> [DOCUMENT SEGMENT]:

--- BEGIN ---

# Aloha



## unity (Oct 17, 2006)

Hey there people, I'm Kym and I'm totally new
Im from scotland and I am currently studying kickboxing (brown belt) and I am a 1st dan in karate


----------



## Brian R. VanCise (Oct 17, 2006)

Welcome to MartialTalk!


----------



## stickarts (Oct 17, 2006)

Welcome!!


----------



## terryl965 (Oct 17, 2006)

Hello and happy posting


----------



## SFC JeffJ (Oct 17, 2006)

Welcome and enjoy!

Jeff


----------



## unity (Oct 17, 2006)

thnx guys


----------



## Kacey (Oct 17, 2006)

Welcome, and happy posting!  :wavey:


----------



## Drac (Oct 17, 2006)

Greetings and Welcome to MT...Happy posting...

--- END ---

> [GIVEN INSTRUCTION 1]: Which usernames appear as post authors in the forum thread? List each one once.
> [GIVEN INSTRUCTION 2]: Which lines of the rows contain the string "work"? Copy each one, and treat uppercase and lowercase letters as different.
The rows that follow have no connection to the forum thread.

> [MATERIAL SHOWN]:
--- BEGIN ---

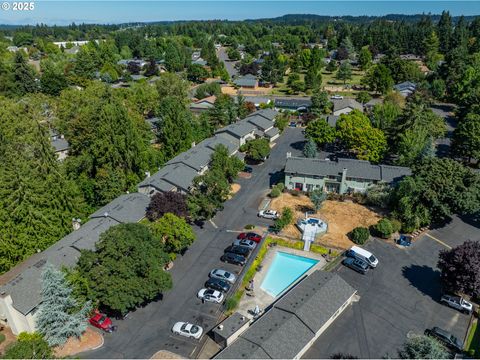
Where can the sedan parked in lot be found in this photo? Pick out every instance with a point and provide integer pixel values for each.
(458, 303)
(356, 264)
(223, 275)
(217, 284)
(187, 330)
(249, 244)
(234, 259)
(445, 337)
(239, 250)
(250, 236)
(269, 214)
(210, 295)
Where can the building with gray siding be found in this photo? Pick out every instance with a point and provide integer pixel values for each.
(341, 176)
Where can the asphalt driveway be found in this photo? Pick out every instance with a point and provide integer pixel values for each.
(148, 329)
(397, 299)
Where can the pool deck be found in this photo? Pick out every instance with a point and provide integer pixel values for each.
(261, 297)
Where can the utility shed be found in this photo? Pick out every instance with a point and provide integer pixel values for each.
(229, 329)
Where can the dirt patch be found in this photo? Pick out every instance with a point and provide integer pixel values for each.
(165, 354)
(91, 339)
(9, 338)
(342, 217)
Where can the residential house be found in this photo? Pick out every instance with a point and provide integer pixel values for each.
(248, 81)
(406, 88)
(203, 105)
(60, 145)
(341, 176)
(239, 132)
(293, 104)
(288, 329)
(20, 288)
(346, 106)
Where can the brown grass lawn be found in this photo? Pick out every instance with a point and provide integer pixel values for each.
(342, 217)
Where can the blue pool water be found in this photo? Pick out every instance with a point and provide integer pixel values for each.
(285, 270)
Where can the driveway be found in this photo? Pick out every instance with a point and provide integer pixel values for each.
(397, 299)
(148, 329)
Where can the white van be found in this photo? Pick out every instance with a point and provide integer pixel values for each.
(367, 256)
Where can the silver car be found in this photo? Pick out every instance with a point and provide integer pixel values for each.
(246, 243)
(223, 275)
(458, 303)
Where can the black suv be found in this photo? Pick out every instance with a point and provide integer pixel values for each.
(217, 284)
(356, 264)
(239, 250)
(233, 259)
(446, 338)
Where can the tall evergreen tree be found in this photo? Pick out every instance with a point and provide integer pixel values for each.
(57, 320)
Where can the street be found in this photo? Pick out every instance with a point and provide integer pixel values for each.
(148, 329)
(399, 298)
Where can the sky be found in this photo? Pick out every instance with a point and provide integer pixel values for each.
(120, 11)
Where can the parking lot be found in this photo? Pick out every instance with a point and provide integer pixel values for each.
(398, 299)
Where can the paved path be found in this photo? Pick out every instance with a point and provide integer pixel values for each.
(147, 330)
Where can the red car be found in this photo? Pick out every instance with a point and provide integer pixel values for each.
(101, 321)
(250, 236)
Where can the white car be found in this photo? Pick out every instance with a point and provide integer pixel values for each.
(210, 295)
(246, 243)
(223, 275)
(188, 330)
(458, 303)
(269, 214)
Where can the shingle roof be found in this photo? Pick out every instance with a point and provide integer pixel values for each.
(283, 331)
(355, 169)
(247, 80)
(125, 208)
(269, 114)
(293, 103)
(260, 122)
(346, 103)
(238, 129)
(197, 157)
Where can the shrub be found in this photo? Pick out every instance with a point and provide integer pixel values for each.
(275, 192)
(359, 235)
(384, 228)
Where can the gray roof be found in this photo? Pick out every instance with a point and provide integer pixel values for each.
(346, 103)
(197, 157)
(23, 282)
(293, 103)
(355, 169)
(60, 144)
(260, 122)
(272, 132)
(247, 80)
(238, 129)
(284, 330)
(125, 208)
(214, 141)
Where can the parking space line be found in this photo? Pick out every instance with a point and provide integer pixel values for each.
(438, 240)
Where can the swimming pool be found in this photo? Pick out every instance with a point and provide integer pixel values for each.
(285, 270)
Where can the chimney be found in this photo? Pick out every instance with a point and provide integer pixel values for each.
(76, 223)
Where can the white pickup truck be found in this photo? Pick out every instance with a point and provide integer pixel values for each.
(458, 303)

--- END ---
--- BEGIN ---

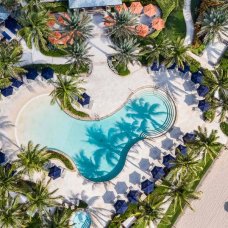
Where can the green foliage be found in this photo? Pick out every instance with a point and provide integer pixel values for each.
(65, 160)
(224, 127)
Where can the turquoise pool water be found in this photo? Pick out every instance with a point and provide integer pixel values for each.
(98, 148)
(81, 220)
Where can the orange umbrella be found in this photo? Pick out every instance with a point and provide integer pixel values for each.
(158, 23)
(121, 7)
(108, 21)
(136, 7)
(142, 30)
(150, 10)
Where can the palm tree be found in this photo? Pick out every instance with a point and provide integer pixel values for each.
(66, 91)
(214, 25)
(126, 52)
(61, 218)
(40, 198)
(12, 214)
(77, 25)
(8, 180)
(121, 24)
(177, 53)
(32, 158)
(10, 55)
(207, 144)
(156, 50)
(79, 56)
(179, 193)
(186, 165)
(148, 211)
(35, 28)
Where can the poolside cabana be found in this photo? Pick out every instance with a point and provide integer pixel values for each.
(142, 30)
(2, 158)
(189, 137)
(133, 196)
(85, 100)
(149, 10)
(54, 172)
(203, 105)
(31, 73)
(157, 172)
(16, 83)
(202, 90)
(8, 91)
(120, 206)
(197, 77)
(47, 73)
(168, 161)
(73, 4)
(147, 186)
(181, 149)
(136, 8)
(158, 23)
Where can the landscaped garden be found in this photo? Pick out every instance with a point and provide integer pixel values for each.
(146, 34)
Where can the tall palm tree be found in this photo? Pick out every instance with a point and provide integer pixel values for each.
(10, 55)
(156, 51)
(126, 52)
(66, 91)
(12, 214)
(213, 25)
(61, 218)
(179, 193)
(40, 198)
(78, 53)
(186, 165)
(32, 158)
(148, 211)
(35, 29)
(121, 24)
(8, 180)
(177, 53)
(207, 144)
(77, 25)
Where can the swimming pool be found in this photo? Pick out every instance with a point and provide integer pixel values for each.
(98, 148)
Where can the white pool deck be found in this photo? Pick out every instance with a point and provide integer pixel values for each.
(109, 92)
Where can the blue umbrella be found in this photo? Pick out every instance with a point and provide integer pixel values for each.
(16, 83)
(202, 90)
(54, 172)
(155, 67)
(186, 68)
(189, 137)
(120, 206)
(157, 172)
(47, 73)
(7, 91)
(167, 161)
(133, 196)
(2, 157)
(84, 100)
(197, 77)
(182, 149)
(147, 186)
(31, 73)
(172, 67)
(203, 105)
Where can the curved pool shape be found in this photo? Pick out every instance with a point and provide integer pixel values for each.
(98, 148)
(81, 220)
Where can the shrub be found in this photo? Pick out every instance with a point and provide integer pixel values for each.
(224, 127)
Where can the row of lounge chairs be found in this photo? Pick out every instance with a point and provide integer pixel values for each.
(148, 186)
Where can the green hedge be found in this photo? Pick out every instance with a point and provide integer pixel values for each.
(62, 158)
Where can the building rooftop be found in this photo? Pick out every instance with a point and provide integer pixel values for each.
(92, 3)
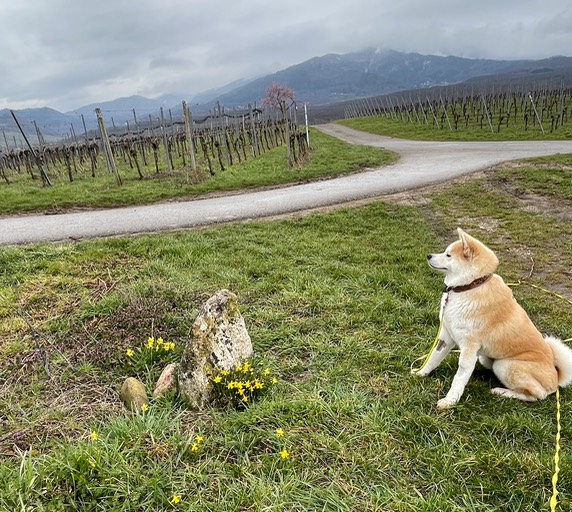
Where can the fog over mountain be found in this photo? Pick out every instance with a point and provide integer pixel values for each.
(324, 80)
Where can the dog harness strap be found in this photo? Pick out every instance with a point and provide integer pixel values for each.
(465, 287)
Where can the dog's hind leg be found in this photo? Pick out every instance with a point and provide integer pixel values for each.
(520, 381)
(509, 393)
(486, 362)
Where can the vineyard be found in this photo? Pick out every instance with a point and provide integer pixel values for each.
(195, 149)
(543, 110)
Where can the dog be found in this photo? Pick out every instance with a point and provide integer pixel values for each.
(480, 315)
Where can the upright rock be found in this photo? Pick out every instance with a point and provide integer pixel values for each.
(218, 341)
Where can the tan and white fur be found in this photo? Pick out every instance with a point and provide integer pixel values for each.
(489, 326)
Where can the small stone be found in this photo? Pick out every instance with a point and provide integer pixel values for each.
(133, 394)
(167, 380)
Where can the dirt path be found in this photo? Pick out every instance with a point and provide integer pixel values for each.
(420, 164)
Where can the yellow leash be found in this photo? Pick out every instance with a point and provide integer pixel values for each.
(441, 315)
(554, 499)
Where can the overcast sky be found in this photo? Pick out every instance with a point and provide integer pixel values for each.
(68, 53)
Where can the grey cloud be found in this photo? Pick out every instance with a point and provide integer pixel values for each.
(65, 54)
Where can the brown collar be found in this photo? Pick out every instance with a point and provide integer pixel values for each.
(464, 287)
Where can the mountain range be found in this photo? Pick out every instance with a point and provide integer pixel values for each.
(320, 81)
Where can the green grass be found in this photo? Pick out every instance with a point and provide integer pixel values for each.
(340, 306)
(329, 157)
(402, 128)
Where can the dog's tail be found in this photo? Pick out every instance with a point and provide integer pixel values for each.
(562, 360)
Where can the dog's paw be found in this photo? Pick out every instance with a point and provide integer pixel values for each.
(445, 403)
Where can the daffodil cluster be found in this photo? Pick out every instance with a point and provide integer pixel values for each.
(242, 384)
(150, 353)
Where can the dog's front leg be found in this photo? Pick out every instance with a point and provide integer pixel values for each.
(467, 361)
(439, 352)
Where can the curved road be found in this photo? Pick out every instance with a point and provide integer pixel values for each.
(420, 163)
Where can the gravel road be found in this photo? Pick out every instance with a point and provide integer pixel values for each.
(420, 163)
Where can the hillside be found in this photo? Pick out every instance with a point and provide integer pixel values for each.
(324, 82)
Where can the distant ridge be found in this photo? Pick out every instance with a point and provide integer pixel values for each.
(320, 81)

--- END ---
--- BEGIN ---

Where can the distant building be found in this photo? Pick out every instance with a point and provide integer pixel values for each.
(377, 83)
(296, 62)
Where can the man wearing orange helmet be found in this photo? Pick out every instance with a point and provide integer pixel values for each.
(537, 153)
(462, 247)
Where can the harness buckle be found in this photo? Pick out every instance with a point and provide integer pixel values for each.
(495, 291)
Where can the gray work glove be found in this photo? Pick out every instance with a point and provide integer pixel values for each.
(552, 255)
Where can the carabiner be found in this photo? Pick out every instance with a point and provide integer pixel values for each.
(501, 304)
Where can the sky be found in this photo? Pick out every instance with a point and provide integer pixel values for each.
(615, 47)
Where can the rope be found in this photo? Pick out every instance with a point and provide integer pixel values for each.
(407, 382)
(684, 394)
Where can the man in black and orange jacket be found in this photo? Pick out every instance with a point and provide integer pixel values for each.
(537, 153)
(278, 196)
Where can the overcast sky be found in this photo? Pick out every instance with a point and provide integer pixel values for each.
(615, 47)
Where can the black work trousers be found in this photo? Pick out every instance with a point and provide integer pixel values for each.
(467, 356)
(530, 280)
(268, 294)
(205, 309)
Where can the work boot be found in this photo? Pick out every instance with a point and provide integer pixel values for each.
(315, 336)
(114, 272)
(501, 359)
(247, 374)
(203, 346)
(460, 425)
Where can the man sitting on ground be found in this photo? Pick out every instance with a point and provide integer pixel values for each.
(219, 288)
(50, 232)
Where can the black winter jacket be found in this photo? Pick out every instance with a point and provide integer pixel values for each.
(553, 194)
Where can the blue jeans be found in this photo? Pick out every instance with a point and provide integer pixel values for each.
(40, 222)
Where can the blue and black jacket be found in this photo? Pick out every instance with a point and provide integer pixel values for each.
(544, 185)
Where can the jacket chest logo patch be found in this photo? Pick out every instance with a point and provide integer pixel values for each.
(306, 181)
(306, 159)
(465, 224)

--- END ---

> [WRITTEN ANSWER 1]: unity, Brian R. VanCise, stickarts, terryl965, SFC JeffJ, Kacey, Drac

> [WRITTEN ANSWER 2]:
Where can the gray work glove be found in this photo? Pick out every instance with a point and provide integer pixel values for each.
Where can the black work trousers be found in this photo? Pick out every instance with a point and provide integer pixel values for each.
Where can the work boot be found in this photo? Pick out every instance with a point and provide integer pixel values for each.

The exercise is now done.